= DOCUMENT TEXT =
Agar-Agar-agar; Gelose; Japan-agar; Chinese-isinglass; Bengal isinglass; Ceylon isinglass; Layor carang; Vegetable gelatin Agar
Synonyms Agar-agar; Gelose; Japan-agar; Chinese-isinglass; Bengal isinglass; Ceylon isinglass; Layor carang; Vegetable gelatin.
Biological Source Agar is the dried hydrophilic colloidal polysaccharide complex extracted from the agarocytes of algae belonging to the class Rhodophyceae. It is also obtained as the dried gelatinous substance from Gelidium amansii belonging to the family Gelidaceae and several other species of red algae, such as Gracilaria (family: Gracilariaceae) and Pterocladia (Gelidaceae). The predominant agar-producing genera are, namely; Gelidium; Gracilaria; Acanthopeltis; Ceramium and Pterocladia.
Geographical Source Agar is largely produced in Japan, Australia, India, New Zealand, and USA. It is also found in Korea, Spain, South Africa and in the Coastal regions of Bay of Bengal (India) together with Atlantic and Specific Coast of USA.
Preparation It is an usual practice in Japan where the red-algae is cultivated by placing poles or bamboos spread in the ocean which will serve as a support and shall augment the growth of algae on them. During the months of May and October the poles are removed and the algae are carefully stripped off from them. The fresh seaweed thus collected is washed thoroughly in water and subsequently extracted in digestors containing hot solution of dilute acid (1 portion of algae to 60 portions of diluted acid). The mucilagenous extract is filtered through linen while hot and collected in large wooden troughs to cool down to ambient temperature so as to form solid gel. The gel is mechanically cut into bars and passed through a wire netting to form strips. The moisture from the strips is removed by successive freezing and thawing* and finally sun dried and stored as thin agar strips.

= TASK TO COMPLETE =
Continue the agar text from where it stops.

= GIVEN DATA =
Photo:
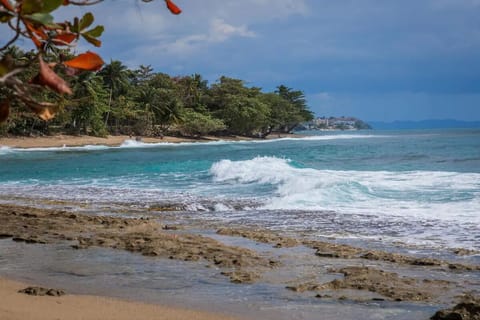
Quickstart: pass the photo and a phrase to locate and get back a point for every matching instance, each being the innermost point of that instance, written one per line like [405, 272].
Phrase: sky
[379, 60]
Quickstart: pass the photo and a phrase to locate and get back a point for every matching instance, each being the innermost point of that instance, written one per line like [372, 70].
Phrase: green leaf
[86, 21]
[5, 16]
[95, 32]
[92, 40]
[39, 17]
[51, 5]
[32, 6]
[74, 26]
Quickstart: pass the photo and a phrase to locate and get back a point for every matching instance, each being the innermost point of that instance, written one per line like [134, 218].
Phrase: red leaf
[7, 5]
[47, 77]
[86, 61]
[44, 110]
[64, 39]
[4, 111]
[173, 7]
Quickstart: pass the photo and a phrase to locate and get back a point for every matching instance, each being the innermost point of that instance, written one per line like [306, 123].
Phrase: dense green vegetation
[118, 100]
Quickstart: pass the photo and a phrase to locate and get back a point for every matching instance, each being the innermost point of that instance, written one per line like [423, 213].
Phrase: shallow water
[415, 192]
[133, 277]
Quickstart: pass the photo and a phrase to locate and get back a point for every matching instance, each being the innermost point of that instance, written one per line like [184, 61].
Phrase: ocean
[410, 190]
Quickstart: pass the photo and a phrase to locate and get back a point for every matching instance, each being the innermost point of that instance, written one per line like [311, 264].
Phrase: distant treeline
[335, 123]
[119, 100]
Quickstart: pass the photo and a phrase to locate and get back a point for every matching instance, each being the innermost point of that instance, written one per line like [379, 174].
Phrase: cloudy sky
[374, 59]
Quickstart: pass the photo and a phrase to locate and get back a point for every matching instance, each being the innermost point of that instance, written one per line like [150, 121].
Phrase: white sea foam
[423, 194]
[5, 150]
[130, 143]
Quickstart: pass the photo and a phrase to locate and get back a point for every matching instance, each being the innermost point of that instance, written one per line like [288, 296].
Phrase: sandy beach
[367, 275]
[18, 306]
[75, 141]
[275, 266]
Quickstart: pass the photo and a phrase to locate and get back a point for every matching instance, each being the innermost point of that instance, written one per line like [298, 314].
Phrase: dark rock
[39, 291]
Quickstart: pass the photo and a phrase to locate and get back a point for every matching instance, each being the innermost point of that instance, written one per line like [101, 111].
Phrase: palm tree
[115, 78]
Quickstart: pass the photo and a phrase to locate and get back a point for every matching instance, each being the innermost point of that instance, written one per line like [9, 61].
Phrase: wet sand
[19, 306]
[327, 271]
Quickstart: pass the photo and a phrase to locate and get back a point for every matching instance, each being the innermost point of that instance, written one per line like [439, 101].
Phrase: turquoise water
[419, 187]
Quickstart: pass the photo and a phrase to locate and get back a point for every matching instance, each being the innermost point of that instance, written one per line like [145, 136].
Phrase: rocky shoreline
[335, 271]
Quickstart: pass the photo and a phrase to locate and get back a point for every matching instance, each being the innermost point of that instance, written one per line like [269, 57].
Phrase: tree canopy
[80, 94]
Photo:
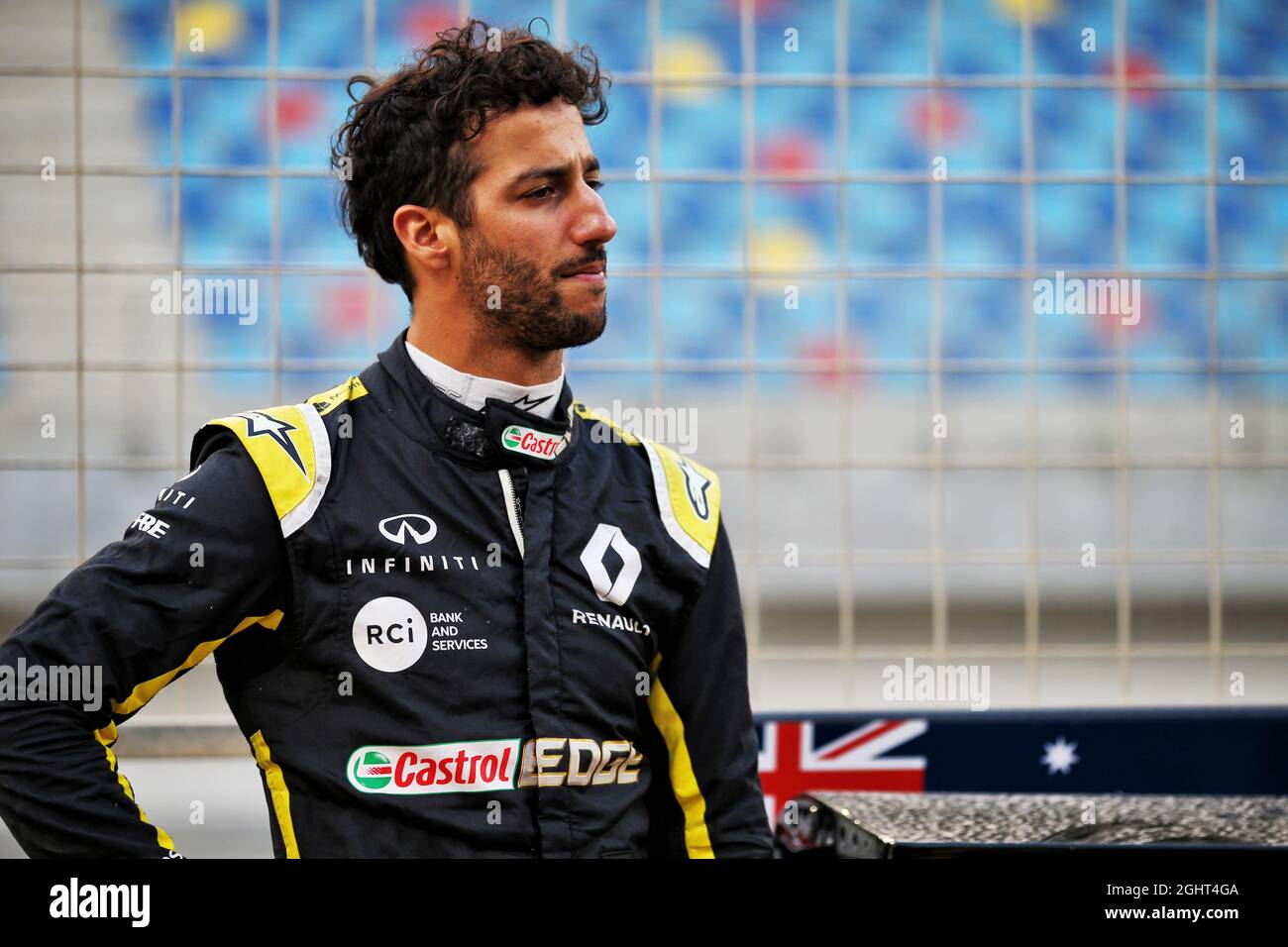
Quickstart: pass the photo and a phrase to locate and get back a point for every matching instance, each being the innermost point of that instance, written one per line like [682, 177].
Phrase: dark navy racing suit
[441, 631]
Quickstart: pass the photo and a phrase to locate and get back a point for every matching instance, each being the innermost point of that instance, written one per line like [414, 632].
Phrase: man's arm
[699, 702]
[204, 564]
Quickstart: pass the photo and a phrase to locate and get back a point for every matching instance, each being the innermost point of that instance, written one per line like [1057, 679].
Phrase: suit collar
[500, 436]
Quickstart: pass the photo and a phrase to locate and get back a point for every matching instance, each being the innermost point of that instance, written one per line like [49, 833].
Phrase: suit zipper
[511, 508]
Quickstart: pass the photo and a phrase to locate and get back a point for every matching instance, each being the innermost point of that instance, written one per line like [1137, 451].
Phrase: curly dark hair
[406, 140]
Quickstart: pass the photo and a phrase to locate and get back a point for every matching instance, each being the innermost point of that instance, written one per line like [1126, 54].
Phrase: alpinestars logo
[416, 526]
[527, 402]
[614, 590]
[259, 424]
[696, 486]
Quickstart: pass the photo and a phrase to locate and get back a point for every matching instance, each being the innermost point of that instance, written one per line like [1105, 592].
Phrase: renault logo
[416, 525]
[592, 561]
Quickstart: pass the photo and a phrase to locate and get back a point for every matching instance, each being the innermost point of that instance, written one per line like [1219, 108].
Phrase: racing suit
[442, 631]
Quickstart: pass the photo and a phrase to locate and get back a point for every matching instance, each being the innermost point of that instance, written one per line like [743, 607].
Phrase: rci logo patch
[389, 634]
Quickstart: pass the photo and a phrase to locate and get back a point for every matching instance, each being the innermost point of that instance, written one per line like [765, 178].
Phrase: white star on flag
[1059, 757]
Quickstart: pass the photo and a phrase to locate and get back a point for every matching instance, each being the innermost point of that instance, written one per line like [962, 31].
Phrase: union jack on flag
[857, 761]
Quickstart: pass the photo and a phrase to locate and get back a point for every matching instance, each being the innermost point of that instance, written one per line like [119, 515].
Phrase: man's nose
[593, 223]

= EXPECTED OUTPUT =
Alternatively, the mass of gel if frozen and subsequently thawed and the dried agar is obtained by vaccum filtration. The crude agar is usually formed as flakes which can be powdered and stored accordingly.

* To bring down to room temperature from –20 to –30oC.

Colour : Yellowish white or Yellowish grey
Odour : Odourless
Taste : Bland and mucilaginous
Shape : It is available in different shapes, such as: bands, strips, flakes, sheets and coarse powder
Size : Bands: width = 4cm; Length = 40 to 50 cms
Sheets: Width = 10-15cm; Length = 45 to 60 cms
Strips: Width = 4mm; Length = 12 to 15 cms
India produces about 250 MT of good quality agar using Galidiella accrosa as the raw material. It is insoluble in cold water in organic solvents. It readily dissolves in hot solutions and it forms a translucent solid mass which characteristic is very useful in microbiology for carrying out the Standard Plate Count.
Chemical Constituents Agar can be separated into two major fractions, namely: (a) Agarose-a neutral gelling fraction; and (b) Agaropectin—a sulphated non-gelling fraction. The former is solely responsible for the gel-strength of agar and consists of (+) –galactose and 3,6-anhydro-(–)-galactose moieties; whereas the latter is responsible for the viscosity of agar solutions and comprises of sulphonated polysaccharide wherein both uronic acid and galactose moieties are partially esterified with sulphuric acid. In short, it is believed to be a complex range of polysaccharide chains having alternating α–(1→3) and β–(1-4) linkages and varying total charge content.
Chemical Tests
1. It gives a pink colouration with Ruthenium Red solution.
2. A 1.5-2.0% (w/v) solution of agar when boiled and cooled produces a stiff-jelly.
3. Prepare a 0.5%(w/v) solution of agar and add to 5 ml of it 0.5 ml of HCl, boil gently for 30 minutes and divide into two equal portions:
(a) To one portion add BaCl2 solution and observe a slight whitish precipitate due to the formation of BaS04 (distinction from Tragacanth), and
(b) To the other portion add dilute KOH solution for neutralization, add 2 ml of Fehling’s
solution and heat on a water bath. The appearance of a brick red precipitate confirms the presence of galactose.
Substituents/Adulterants Gelatin and isinglass are usually used as substituents for agar.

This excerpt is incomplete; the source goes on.